• _EXERCISE MATERIAL_:
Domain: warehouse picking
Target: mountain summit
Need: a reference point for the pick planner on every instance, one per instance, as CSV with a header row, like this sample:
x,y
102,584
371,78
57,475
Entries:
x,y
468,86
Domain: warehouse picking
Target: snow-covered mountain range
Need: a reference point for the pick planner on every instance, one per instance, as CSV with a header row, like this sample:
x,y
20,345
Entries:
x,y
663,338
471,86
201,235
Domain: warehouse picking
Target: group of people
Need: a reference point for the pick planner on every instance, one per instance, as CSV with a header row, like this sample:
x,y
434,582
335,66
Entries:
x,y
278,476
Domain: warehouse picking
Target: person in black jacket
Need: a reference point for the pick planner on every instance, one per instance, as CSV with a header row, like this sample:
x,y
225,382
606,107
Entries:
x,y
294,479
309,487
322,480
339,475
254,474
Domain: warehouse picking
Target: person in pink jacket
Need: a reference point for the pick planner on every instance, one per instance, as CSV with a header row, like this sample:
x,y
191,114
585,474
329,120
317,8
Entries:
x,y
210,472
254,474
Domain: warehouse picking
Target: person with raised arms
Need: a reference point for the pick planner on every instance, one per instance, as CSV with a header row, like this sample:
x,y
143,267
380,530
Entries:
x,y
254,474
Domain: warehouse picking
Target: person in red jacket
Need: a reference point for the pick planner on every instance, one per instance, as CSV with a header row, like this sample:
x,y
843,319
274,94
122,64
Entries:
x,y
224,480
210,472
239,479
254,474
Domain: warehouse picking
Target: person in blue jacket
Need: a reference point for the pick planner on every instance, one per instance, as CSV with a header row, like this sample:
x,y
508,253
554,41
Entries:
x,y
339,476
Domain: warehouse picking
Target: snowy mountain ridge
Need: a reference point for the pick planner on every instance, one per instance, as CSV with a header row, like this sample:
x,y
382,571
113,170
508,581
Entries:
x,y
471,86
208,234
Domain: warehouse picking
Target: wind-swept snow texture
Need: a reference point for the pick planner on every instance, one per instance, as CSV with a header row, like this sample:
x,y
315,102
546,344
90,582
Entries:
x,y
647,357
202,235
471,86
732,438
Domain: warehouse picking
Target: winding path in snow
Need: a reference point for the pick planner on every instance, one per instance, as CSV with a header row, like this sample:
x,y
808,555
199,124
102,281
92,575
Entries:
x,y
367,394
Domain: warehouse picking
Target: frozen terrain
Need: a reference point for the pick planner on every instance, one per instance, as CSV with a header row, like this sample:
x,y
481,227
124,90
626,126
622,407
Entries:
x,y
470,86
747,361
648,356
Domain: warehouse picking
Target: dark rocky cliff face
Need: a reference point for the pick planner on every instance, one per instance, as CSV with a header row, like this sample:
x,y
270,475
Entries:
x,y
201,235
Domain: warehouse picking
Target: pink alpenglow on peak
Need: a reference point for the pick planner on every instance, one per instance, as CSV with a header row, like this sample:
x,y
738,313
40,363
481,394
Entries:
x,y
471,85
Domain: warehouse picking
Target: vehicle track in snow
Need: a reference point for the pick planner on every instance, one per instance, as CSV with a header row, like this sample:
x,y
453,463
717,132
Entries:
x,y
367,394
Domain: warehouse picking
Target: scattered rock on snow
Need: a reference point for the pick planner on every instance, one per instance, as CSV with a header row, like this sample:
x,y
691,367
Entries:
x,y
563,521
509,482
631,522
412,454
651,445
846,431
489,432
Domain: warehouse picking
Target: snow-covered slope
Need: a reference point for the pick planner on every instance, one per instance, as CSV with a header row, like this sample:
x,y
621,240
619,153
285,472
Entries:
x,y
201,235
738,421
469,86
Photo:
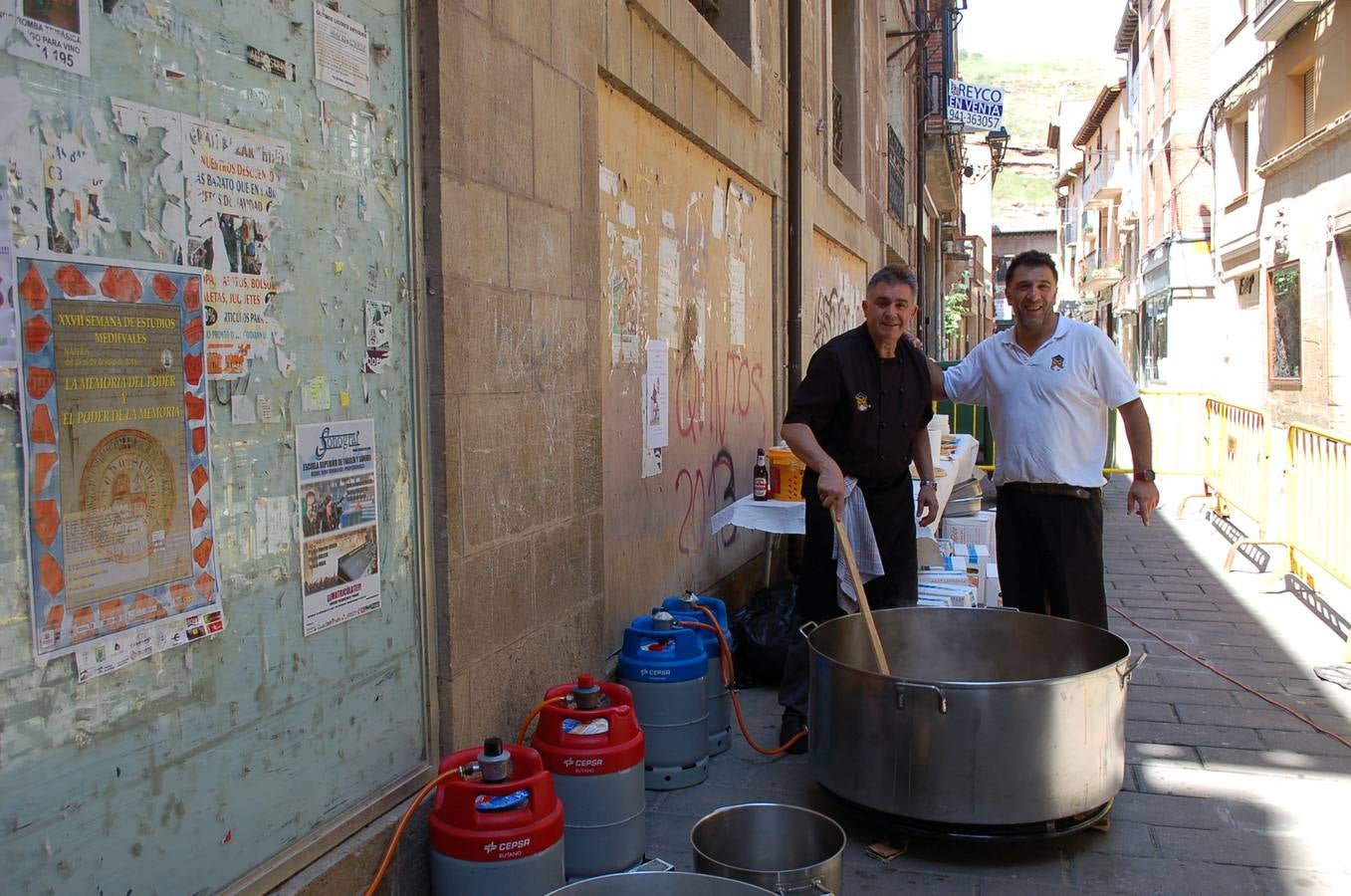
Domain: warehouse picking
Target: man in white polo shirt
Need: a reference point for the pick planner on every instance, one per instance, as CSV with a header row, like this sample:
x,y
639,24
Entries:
x,y
1048,384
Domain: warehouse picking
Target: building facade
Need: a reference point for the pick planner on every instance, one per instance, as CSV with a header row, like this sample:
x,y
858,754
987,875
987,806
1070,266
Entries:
x,y
571,214
1279,134
1168,56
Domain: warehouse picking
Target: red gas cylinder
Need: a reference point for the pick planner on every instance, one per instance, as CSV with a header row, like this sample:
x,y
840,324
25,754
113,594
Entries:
x,y
499,827
593,747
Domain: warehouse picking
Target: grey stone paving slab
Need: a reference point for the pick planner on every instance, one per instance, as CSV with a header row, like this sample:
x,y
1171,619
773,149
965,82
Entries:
x,y
1170,811
1252,849
1278,763
1301,883
1150,711
1138,753
1192,734
1308,742
1239,717
1207,696
1097,873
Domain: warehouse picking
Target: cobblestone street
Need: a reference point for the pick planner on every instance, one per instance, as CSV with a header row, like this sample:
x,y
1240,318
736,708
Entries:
x,y
1223,792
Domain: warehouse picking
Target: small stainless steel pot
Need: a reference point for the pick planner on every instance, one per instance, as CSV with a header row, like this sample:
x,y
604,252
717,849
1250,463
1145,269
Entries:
x,y
784,849
659,884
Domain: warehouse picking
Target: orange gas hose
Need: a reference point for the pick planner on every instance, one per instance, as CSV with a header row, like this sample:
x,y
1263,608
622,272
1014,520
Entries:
x,y
521,738
729,677
403,823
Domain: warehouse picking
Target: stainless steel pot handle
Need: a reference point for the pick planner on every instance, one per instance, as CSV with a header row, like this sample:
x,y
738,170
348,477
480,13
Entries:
x,y
1131,666
903,685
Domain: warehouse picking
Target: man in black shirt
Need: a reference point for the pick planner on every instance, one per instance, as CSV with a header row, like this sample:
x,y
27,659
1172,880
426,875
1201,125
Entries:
x,y
861,411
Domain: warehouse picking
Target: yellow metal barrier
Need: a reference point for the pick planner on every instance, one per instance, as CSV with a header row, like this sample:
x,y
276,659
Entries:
x,y
1177,420
1237,461
1317,495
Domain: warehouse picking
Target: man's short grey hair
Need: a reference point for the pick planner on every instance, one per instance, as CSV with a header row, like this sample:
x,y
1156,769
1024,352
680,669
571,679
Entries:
x,y
892,275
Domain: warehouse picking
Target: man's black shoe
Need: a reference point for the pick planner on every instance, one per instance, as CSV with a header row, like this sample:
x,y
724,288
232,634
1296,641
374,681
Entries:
x,y
793,725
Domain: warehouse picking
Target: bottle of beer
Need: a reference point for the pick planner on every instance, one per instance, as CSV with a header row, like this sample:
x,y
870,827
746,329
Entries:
x,y
760,479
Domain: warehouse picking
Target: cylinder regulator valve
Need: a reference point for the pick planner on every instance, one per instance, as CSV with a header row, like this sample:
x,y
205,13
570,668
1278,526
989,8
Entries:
x,y
586,694
495,763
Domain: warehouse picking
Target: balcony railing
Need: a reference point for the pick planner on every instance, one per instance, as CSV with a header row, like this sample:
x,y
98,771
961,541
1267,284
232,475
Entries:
x,y
1272,18
895,174
1098,272
836,127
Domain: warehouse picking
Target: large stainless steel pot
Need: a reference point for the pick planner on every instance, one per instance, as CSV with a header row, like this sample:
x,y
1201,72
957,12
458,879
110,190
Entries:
x,y
991,718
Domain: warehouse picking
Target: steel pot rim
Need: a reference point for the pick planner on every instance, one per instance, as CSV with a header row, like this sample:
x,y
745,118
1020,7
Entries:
x,y
1119,665
800,869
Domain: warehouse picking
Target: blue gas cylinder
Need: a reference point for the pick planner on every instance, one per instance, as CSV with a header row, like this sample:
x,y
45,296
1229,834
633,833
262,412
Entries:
x,y
665,666
687,607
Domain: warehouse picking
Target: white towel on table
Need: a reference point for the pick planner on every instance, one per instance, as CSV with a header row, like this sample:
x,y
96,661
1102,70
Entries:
x,y
863,541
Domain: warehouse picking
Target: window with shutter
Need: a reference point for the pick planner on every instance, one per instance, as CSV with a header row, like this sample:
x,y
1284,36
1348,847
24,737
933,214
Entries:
x,y
1308,102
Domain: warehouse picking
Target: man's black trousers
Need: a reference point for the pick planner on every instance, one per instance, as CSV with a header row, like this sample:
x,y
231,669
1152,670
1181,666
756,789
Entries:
x,y
892,511
1050,553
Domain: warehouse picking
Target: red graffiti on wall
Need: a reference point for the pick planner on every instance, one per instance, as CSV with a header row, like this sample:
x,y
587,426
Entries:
x,y
704,400
703,499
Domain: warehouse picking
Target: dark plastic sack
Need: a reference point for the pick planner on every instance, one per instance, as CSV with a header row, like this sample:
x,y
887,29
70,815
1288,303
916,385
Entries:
x,y
763,631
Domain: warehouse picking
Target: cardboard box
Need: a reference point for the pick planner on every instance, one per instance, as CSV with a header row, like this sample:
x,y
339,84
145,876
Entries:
x,y
992,596
942,575
947,596
977,529
968,561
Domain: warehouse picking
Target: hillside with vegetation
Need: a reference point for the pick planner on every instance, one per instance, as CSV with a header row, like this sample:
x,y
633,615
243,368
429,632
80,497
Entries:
x,y
1024,192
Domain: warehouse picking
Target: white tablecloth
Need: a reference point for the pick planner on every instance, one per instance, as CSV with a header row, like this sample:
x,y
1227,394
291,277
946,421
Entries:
x,y
789,518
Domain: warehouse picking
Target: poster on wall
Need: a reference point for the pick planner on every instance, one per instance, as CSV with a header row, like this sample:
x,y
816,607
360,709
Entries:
x,y
339,507
341,52
231,189
50,33
116,452
8,339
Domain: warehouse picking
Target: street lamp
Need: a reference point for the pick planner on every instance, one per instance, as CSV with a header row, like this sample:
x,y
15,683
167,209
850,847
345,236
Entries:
x,y
999,142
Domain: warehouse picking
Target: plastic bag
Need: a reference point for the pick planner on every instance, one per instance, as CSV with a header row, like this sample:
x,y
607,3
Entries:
x,y
763,630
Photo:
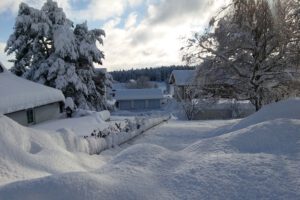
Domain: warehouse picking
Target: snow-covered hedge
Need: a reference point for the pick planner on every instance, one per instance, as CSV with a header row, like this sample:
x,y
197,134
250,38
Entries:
x,y
98,143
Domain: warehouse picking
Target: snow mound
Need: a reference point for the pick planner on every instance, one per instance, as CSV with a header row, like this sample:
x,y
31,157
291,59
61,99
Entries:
x,y
288,109
277,137
29,153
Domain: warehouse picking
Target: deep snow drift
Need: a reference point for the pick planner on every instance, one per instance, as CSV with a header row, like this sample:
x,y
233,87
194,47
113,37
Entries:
x,y
257,158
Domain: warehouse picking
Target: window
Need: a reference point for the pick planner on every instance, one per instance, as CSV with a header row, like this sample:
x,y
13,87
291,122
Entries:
x,y
61,107
30,116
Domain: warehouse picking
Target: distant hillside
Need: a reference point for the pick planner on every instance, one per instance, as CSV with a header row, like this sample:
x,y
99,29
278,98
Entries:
x,y
154,74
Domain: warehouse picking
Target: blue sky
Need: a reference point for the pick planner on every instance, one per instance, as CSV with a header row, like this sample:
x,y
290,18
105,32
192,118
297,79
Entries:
x,y
139,33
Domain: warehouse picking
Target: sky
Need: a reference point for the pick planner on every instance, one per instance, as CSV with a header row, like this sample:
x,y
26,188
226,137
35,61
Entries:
x,y
139,33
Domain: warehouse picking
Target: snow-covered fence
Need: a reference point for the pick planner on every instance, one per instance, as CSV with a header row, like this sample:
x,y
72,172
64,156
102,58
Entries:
x,y
99,144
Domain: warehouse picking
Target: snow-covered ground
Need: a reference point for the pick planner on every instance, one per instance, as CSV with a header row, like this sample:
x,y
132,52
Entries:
x,y
254,158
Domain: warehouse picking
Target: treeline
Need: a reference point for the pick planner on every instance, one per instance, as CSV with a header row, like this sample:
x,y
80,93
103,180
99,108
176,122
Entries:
x,y
161,74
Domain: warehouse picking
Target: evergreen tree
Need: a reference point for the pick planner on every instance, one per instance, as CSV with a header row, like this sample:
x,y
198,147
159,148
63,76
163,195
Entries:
x,y
50,51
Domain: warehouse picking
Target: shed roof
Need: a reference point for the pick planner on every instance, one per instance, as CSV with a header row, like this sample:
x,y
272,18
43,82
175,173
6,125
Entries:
x,y
19,94
138,94
182,77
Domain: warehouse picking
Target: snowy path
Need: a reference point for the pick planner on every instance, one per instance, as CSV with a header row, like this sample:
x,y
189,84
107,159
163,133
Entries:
x,y
176,135
255,158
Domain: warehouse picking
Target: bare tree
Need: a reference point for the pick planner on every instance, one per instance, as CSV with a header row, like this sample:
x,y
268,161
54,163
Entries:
x,y
246,51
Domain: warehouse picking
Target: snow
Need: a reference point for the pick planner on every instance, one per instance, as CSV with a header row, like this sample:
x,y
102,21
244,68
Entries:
x,y
183,77
19,94
69,103
176,160
81,126
138,94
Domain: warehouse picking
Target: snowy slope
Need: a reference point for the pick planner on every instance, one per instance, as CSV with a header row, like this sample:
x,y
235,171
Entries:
x,y
186,160
19,94
27,153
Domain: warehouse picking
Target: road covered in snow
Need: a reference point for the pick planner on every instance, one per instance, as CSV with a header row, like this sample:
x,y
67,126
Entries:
x,y
254,158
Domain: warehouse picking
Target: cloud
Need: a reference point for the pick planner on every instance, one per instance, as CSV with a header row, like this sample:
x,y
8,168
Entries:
x,y
156,40
138,39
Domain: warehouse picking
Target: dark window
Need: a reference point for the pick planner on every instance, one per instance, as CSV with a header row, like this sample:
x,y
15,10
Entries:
x,y
61,107
30,117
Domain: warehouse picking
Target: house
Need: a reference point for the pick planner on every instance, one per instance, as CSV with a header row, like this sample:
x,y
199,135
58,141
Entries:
x,y
180,81
27,102
138,99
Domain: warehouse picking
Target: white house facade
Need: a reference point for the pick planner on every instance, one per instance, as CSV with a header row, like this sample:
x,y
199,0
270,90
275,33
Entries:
x,y
180,81
27,102
138,99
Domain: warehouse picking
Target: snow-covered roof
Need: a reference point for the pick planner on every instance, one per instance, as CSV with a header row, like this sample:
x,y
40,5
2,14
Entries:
x,y
18,94
182,77
138,94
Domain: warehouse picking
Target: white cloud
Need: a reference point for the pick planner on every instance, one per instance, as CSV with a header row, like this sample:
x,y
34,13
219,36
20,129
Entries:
x,y
131,20
152,41
157,39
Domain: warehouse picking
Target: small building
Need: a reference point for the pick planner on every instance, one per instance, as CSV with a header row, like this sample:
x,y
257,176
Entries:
x,y
27,102
180,81
138,99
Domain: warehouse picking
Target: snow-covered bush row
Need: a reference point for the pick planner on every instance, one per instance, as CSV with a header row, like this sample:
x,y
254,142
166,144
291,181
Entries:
x,y
113,136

• _GIVEN EXERCISE_: Please locate every line in the listing above that contains the string "window", and copy each of those lines.

• _WRITTEN REPLY_:
Target: window with shutter
Target: window
Target: dark window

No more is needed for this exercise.